▶ [SET EXERCISE]: Copy the entries below, starting at the line that contains "Question. Place one point on every instance of the green grass" and ending at the line that contains "x=254 y=108", multiplying every answer coordinate by 1.1 and rounding to a whole number, with halves rounded up. Keep all other text, including the sample coordinates, unchanged, and leave out the pictures.

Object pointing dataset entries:
————————

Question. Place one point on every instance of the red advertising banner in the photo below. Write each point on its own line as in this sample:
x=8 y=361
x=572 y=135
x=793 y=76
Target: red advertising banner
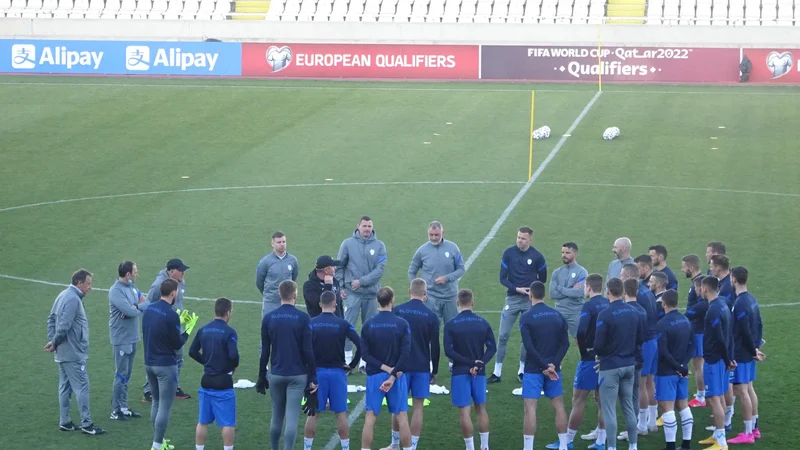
x=360 y=61
x=621 y=64
x=773 y=65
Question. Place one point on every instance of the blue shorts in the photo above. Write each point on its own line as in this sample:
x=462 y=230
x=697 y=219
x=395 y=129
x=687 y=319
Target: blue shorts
x=219 y=406
x=743 y=373
x=396 y=398
x=698 y=346
x=716 y=378
x=650 y=357
x=332 y=387
x=534 y=383
x=466 y=389
x=419 y=384
x=585 y=376
x=671 y=388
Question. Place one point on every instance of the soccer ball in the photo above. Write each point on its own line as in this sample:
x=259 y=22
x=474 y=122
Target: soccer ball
x=542 y=133
x=610 y=133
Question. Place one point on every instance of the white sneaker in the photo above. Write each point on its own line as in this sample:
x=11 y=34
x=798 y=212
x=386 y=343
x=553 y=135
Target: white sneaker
x=592 y=436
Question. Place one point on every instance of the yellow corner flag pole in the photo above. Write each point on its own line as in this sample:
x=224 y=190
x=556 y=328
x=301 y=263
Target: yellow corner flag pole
x=530 y=137
x=599 y=61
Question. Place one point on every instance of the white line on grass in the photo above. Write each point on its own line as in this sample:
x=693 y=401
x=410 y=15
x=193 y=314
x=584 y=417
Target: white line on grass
x=269 y=186
x=738 y=90
x=359 y=409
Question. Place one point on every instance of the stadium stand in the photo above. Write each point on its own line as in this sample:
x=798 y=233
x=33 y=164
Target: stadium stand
x=667 y=12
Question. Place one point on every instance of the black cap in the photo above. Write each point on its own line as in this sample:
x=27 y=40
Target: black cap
x=326 y=261
x=176 y=264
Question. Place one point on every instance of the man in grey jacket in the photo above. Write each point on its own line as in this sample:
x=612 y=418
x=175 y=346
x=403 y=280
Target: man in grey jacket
x=68 y=335
x=175 y=269
x=566 y=286
x=274 y=268
x=125 y=305
x=363 y=261
x=442 y=266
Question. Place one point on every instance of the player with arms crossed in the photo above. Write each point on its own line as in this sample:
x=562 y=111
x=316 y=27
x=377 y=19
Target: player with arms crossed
x=385 y=346
x=328 y=335
x=546 y=339
x=675 y=349
x=469 y=342
x=215 y=346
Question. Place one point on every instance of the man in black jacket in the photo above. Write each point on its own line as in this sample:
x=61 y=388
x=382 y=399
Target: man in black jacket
x=321 y=279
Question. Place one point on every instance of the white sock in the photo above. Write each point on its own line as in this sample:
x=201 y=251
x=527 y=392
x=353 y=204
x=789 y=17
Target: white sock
x=687 y=423
x=527 y=442
x=484 y=440
x=719 y=435
x=562 y=441
x=642 y=425
x=728 y=415
x=670 y=426
x=601 y=436
x=498 y=369
x=652 y=415
x=469 y=443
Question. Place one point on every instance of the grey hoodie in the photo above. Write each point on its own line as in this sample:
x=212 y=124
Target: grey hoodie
x=68 y=327
x=364 y=260
x=438 y=260
x=123 y=311
x=155 y=290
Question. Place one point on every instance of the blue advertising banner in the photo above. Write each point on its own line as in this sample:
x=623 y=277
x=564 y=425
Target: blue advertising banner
x=121 y=57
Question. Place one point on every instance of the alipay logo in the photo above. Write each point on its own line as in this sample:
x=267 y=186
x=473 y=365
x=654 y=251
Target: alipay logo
x=23 y=56
x=137 y=57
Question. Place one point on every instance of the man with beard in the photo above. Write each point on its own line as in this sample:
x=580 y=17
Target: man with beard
x=566 y=286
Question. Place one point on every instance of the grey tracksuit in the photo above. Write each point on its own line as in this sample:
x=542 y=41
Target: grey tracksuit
x=153 y=296
x=271 y=271
x=123 y=324
x=68 y=331
x=363 y=260
x=569 y=299
x=446 y=260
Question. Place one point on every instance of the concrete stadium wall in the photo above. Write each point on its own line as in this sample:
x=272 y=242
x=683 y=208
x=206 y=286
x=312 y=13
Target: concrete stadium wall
x=405 y=33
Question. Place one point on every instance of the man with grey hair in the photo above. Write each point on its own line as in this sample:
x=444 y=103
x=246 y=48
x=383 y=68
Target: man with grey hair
x=68 y=334
x=362 y=260
x=622 y=252
x=442 y=266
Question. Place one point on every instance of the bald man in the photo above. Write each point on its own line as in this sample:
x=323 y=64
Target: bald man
x=622 y=252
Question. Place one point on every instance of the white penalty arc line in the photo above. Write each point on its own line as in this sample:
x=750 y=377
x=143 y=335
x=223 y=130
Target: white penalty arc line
x=738 y=90
x=267 y=186
x=361 y=406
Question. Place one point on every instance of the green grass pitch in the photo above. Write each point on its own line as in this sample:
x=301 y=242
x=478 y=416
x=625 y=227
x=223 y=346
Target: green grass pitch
x=257 y=155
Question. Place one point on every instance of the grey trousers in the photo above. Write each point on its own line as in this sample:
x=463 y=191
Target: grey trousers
x=515 y=306
x=123 y=361
x=163 y=380
x=286 y=394
x=366 y=305
x=179 y=355
x=618 y=383
x=72 y=377
x=445 y=308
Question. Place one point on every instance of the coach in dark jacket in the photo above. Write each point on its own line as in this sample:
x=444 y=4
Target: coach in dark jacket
x=321 y=279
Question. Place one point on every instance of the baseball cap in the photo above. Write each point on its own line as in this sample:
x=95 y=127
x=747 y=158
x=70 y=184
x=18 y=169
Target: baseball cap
x=326 y=261
x=176 y=264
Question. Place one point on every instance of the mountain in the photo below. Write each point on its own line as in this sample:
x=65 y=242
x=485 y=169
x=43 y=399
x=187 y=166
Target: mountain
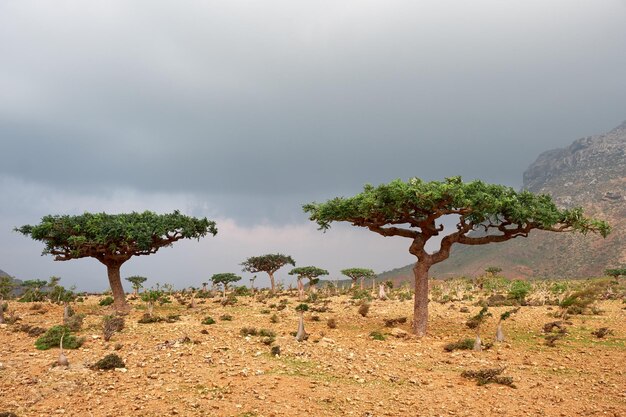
x=591 y=173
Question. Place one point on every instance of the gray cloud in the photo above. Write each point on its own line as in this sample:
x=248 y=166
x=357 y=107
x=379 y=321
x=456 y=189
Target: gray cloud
x=254 y=108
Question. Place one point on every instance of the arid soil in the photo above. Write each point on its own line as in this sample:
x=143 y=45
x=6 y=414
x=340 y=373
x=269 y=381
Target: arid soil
x=336 y=372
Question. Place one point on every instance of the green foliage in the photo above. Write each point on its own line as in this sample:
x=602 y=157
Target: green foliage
x=488 y=376
x=376 y=335
x=364 y=308
x=309 y=272
x=91 y=235
x=476 y=321
x=111 y=325
x=52 y=339
x=106 y=301
x=110 y=361
x=137 y=281
x=302 y=308
x=356 y=273
x=493 y=270
x=483 y=205
x=616 y=272
x=519 y=290
x=224 y=278
x=242 y=291
x=463 y=344
x=267 y=263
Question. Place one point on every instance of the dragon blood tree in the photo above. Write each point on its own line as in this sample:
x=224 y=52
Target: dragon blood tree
x=114 y=238
x=485 y=213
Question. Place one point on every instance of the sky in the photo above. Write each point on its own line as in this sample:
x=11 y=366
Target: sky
x=242 y=111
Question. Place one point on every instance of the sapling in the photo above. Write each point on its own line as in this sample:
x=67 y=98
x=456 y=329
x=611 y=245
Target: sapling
x=475 y=323
x=503 y=316
x=301 y=335
x=62 y=361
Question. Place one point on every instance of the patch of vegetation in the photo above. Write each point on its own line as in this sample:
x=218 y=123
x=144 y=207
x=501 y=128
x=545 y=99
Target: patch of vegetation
x=52 y=339
x=489 y=376
x=106 y=301
x=110 y=361
x=463 y=344
x=394 y=322
x=364 y=308
x=110 y=325
x=376 y=335
x=602 y=332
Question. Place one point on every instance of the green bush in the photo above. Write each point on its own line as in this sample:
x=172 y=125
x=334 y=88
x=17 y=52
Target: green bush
x=463 y=344
x=110 y=361
x=519 y=290
x=376 y=335
x=106 y=301
x=52 y=339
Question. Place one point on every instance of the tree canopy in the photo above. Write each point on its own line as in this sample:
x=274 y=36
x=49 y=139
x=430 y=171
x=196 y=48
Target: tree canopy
x=267 y=263
x=114 y=238
x=485 y=213
x=309 y=272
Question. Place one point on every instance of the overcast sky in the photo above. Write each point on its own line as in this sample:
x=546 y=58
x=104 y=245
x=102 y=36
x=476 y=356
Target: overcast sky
x=242 y=111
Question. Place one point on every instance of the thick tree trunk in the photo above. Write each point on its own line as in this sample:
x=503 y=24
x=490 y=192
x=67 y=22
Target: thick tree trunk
x=420 y=303
x=272 y=285
x=119 y=298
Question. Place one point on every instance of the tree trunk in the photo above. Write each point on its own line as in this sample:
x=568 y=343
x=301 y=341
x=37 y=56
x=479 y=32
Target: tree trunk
x=273 y=287
x=382 y=295
x=420 y=303
x=119 y=298
x=499 y=333
x=301 y=335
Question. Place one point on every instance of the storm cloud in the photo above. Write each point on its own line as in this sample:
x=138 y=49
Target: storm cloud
x=249 y=109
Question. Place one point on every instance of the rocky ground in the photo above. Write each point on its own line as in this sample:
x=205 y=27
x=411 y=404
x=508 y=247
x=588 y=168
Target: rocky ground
x=336 y=372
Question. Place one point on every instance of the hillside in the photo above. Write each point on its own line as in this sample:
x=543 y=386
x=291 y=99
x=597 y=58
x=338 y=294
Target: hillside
x=591 y=173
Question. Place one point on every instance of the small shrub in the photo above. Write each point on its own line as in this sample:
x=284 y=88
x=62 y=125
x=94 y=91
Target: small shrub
x=601 y=332
x=110 y=325
x=52 y=339
x=75 y=322
x=364 y=308
x=394 y=322
x=147 y=319
x=248 y=331
x=488 y=376
x=110 y=361
x=376 y=335
x=463 y=344
x=106 y=301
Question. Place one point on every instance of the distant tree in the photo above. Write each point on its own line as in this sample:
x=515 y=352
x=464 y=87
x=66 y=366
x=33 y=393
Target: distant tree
x=137 y=282
x=267 y=263
x=413 y=209
x=309 y=272
x=358 y=273
x=114 y=238
x=224 y=279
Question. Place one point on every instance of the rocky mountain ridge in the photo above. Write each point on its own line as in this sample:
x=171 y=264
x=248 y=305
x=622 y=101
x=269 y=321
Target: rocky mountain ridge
x=591 y=173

————————

▶ [RESPONSE]:
Question. Place one point on every instance of the green grass pitch in the photo above. Write each point on its own line as in this sample:
x=301 y=242
x=478 y=416
x=625 y=227
x=223 y=346
Target: green grass pitch
x=283 y=171
Question. Place one point on every instance of the grey trousers in the photo above. Write each point on its own line as in this sample:
x=463 y=191
Target: grey trousers
x=567 y=337
x=135 y=397
x=179 y=418
x=315 y=433
x=403 y=336
x=197 y=391
x=680 y=421
x=79 y=415
x=490 y=339
Question. Place one point on every instance of the coach in dark jacket in the photo above. Write each point on its own line as in this sample:
x=444 y=4
Target: coach in dark jacket
x=353 y=307
Question. Place one point on every instance of the baseball cap in the photo above. Write each point on its own line as in this sample:
x=95 y=127
x=747 y=158
x=70 y=184
x=18 y=169
Target: baseball cap
x=359 y=287
x=194 y=290
Question. Place one point on every instance of the mountain in the photo below. Write each point on its own line as in this sample:
x=65 y=242
x=485 y=169
x=43 y=399
x=187 y=166
Target: mountain
x=650 y=190
Question. Place one point on every instance of the gray cloud in the photo above. Write each point on its own line as in this sample:
x=248 y=166
x=357 y=107
x=379 y=321
x=456 y=189
Target: gray cloud
x=279 y=119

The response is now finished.